Document section:
- Opening Delimiter -

1.
Introduction
Unconstrained optimization is one of the fundamental problems in the optimization theory [4,26]. It has broad applications across various fields such as engineering design, financial investments, signal processing, and so on [6,18,21]. In engineering design, unconstrained optimization is used to determine the most efficient design parameters for systems or products, which may either include optimizing the dimensions of mechanical components or minimizing material usage while maintaining the structural integrity. In financial investments, unconstrained optimization techniques enable investors to identify the optimal portfolio allocation, thereby balancing the risk and the return without being confined by predefined constraints. This helps investors maximize the expected returns while minimizing the potential losses. In signal processing, unconstrained optimization is employed in tasks such as signal denoising, image quality enhancement, and performance optimization of communication systems. By either minimizing error functions or maximizing the signal-to-noise ratio, unconstrained optimization algorithms can extract meaningful information from noisy data. Therefore, the discussion of methods for solving unconstrained optimization problems becomes very important.
The trust region method is one of the most commonly used iterative algorithms to solve unconstrained optimization problems [14,27]. The fundamental concept behind the trust region method lies in constructing a surrogate model that approximates the objective function within the neighborhood of the current iteration point. This surrogate model captures the local behavior of the original objective function, thus allowing the algorithm to compute the optimal step size or the trial step within the predefined trust region.
In most practical implementations, a quadratic model is typically chosen as the approximation function due to its mathematical convenience and the availability of efficient solvers. However, the effectiveness of the quadratic model heavily depends on the proper tuning of its parameters. Researchers have proposed various techniques to solve trust region subproblems, including exact solutions, dog-leg methods, and conjugate gradient methods [1,5,33].
However, trust region subproblems are often difficult to solve, particularly for complex objective functions and high-dimensional problems, thus leading to increased computational costs. The challenges typically arise from the non-convexity and multimodal nature of the surrogate function within the trust region, requiring frequent subproblem solutions during the iterative process. To address this, researchers have explored methods to improve the efficiency of solving these subproblems by developing more efficient solvers, employing advanced optimization techniques, and exploring alternative approximation functions [8,22,23].
Overall, trust region methods remain powerful tools for unconstrained optimization, and further advancements in subproblem solvers could enhance their performance and applicability to a wider range of problems. To handle situations where the trial step is not accepted, trust region methods combined with line search techniques have been proposed [11,25]. When the trial step is rejected, these algorithms use the trial step as the search direction and apply a line search technique to determine the corresponding step size. However, these methods require the objective function to monotonically decrease at each iteration, which has some impact on the convergence rate of the algorithm. With the introduction of nonmonotone techniques [12], a new class of nonmonotone trust region algorithms was developed [7], which allowed the sequence of the objective function values to be nonmonotone. Numerical results show that these methods outperform traditional trust region methods. Further research has been conducted in this area [10,28,29].

- Closing Delimiter -

Task 1:
Answer these from the introduction on trust region methods, one per line:
(a) What type of model is usually chosen as the approximation function in practical implementations?
(b) Which three techniques for solving trust region subproblems does it name?
(c) What did the new class of nonmonotone trust region algorithms allow?
Task 2: Copy out the stretch of the introduction on trust region methods from "In most practical" through "gradient methods [1,5,33].", word for word.
Task 3: Carry the introduction on trust region methods further, starting after its final sentence.

Dataset extract:
- Opening Delimiter -

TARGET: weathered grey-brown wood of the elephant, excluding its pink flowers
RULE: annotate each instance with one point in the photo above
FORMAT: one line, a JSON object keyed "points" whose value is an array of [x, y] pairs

- Closing Delimiter -

Response box 1:
(a) A quadratic model.
(b) Exact solutions, dog-leg methods, and conjugate gradient methods.
(c) They allowed the sequence of the objective function values to be nonmonotone.

Response box 2:
In most practical implementations, a quadratic model is typically chosen as the approximation function due to its mathematical convenience and the availability of efficient solvers. However, the effectiveness of the quadratic model heavily depends on the proper tuning of its parameters. Researchers have proposed various techniques to solve trust region subproblems, including exact solutions, dog-leg methods, and conjugate gradient methods [1,5,33].

Response box 3:
However, in some cases, the class of aforementioned nonmonotone techniques that used a maximum of recent function values may ignore some better function values. To address this, scholars have proposed improved nonmonotone strategies. Zhang and Hager [34] introduced a new nonmonotone line search algorithm that replaced the maximum function value with the average of recent function values. Gu and Mo [13] developed a simplified nonmonotone strategy that was applied within the trust region framework, which avoided the complex parameterization process of Zhang and Hager [34]. Zhou et al. [35] proposed a nonmonotone trust region method based on a simple model, which performed well on large-scale problems. Improved nonmonotone techniques have also been applied to solve other problems, such as the nonmonotone BFGS (Broyden, Fletcher, Goldfarb and Shanno) algorithm proposed by Wan et al. [31] for smooth nonlinear equations, where the nonmonotone parameters were updated using known information of the nonlinear equation. Some scholars have developed new nonmonotone line search rules that were applied to unconstrained and box-constrained optimization problems [16,19]. In contrast to previous work, we study a stochastic nonmonotone technique that allows the algorithm to explore a larger solution space during the search process.
To reduce the number of subproblem computations and improve the overall efficiency of the algorithm, we propose a modified trust region method that incorporates recent advances in this field, with the following key innovations and advantages.
Construction of a New Function Sequence: To prevent convergence to the local optima and to improve algorithmic performance, we introduce the idea of simulated annealing to construct a new function sequence. Based on this sequence, a new nonmonotone trust region ratio is defined, which leads to corresponding improvements in the iteration criterion of the trust region framework, thus providing a greater flexibility during the iterative process.
Improved Nonmonotone Strategy: When the current trial step is not accepted, we utilize an improved nonmonotone strategy that leverages the new function sequence to determine the step size. This approach effectively reduces the required number of subproblem solutions, thus enhancing the algorithm's overall efficiency.
Global Convergence and Efficiency: Our algorithm guarantees a global convergence under certain assumptions. Furthermore, numerical experiments demonstrate that the algorithm significantly reduces the number of iterations, improves the efficiency, and delivers a strong performance.
The structure of this paper is as follows: in Section 2, we describe the new nonmonotone trust region algorithm; in Section 3, the global convergence of our algorithm is proved under certain assumptions; in Section 4, the related numerical experimental results are given; and finally, the conclusion of this paper is given in Section 5.
2.
New nonmonotone trust region method
Consider the following unconstrained optimization problem:
where f: Rn→R is continuously differentiable. The difficulty in solving the trust region problem often stems from the need to balance multiple objectives: minimizing the approximate objective function, satisfying the trust region constraint, and potentially incorporating additional requirements such as sparsity or regularization. The trust region method computes the trial step dk by solving the following subproblem:
where gk=∇f(xk), Bk is the approximation of the Hessian matrix at xk, Δk is the trust region radius, and ‖⋅‖ denotes the Euclidean norm.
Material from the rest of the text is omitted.